Your objective. Strip out the pictures and output each remaining line of the data word for word.

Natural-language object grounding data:
◇ ◇ ◇ ◇

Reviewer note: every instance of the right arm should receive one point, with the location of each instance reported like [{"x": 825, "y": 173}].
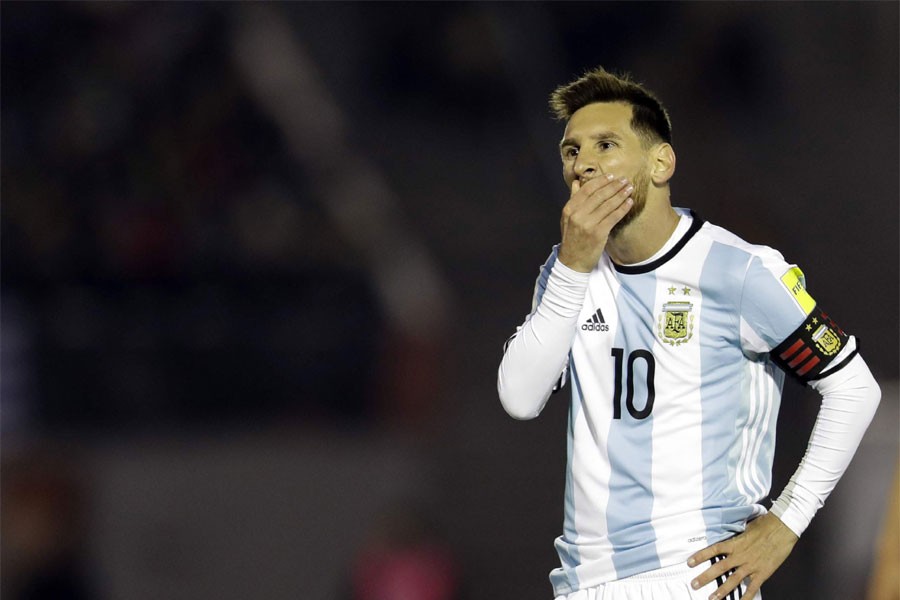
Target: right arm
[
  {"x": 536, "y": 355},
  {"x": 535, "y": 358}
]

◇ ◇ ◇ ◇

Result of this task.
Reviewer note: every instance of the right arm should receive one point, with the location of each instance reported like [{"x": 825, "y": 173}].
Target: right arm
[
  {"x": 536, "y": 355},
  {"x": 535, "y": 358}
]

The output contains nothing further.